[Extracted entries Boundary: Start]

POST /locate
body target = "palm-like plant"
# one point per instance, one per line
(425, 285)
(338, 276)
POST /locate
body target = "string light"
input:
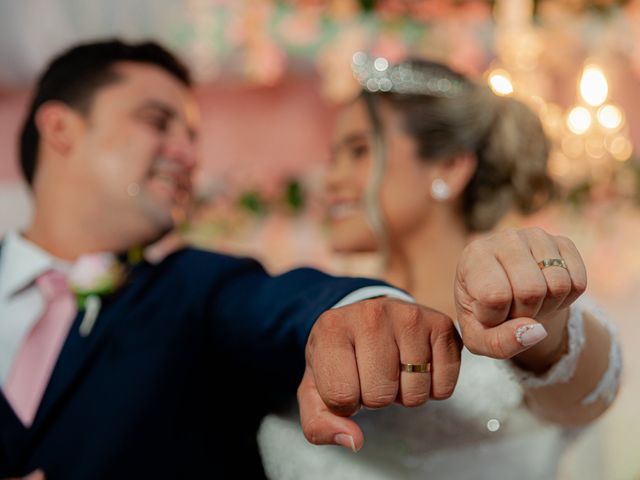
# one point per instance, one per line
(500, 82)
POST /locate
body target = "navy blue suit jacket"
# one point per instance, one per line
(178, 370)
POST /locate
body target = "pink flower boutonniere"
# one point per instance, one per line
(97, 274)
(91, 278)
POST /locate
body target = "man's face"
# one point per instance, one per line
(136, 152)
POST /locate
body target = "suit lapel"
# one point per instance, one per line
(79, 351)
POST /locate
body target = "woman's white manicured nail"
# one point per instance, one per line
(346, 441)
(529, 335)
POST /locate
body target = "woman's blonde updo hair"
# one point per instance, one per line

[Extracted entries Boundary: End]

* **About this task**
Pictures must not appear in the copy, which must otherwise match the listing exactly.

* **Response below**
POST /locate
body target = "palm-like plant"
# one point per instance, one per line
(425, 285)
(338, 276)
POST /locate
body target = "string light"
input:
# one point per instance, one per line
(500, 82)
POST /locate
body target = "navy blue suit jacket"
# one point per instance, one per line
(178, 370)
POST /locate
body target = "pink flower boutonniere"
# one point per instance, one per line
(97, 274)
(91, 278)
POST /locate
body target = "man's face"
# one point per instance, one per line
(136, 152)
POST /locate
body target = "suit lapel"
# one point per instance, one per line
(79, 351)
POST /locate
body target = "woman's white manicured nail"
# one point per instance, one per line
(346, 441)
(529, 335)
POST /locate
body target = "woman's blonde updo hair"
# one point per instance, one per line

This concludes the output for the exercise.